WHAT THIS TASK INVOLVES
From the entries that follow, gather each line holding the word "windshield".

RECORDS
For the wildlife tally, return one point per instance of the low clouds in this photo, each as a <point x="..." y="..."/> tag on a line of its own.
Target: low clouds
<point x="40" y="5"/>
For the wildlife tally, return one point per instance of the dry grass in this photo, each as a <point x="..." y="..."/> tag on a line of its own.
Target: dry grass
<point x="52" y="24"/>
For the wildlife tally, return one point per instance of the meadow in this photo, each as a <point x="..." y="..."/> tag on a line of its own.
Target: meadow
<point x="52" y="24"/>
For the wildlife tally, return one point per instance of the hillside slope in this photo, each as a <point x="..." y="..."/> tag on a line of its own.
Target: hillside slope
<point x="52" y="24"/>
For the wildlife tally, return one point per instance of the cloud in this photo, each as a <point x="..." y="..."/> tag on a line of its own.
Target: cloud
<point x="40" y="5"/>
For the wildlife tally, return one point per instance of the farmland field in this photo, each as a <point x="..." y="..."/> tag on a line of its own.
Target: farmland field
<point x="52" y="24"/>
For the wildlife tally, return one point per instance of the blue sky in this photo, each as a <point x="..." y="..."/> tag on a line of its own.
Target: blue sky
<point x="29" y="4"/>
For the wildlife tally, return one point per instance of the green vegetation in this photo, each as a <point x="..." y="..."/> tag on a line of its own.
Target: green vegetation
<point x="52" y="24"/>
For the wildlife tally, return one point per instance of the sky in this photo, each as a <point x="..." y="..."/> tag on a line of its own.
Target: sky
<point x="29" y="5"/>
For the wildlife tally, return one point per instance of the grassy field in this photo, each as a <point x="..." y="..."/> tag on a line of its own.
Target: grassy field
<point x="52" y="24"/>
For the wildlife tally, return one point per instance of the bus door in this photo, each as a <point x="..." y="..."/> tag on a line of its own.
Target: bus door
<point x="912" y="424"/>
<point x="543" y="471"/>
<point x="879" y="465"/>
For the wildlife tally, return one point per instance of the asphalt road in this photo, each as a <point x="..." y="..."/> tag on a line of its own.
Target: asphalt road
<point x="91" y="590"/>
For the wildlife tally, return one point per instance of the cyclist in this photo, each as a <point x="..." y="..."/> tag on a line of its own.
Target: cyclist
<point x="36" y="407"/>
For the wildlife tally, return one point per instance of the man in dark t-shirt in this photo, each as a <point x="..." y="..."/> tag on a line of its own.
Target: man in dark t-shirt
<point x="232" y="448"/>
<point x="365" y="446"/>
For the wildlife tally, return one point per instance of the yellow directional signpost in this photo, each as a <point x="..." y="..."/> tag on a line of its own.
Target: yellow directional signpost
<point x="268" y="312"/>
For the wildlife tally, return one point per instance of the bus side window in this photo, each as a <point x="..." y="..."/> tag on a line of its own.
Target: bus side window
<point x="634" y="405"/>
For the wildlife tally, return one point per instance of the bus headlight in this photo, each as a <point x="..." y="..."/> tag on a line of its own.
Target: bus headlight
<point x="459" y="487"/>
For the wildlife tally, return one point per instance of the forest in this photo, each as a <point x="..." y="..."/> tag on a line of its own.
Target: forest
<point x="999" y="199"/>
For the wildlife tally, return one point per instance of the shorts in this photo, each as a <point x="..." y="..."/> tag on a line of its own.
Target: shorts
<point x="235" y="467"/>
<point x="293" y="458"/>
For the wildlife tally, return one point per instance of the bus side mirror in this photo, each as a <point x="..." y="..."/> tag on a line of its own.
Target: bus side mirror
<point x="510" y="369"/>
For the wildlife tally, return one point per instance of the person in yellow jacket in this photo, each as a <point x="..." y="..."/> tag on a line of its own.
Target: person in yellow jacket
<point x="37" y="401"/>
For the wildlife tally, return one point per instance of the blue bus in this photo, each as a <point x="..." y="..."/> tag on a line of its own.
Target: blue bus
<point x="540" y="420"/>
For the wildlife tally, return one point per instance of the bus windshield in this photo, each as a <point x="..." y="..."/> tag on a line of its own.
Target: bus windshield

ANSWER FOR THIS EXERCISE
For the wildlife tally, return one point per instance of the bus windshield in this photo, each as a <point x="..." y="..."/> tag on a line of its own.
Target: bus windshield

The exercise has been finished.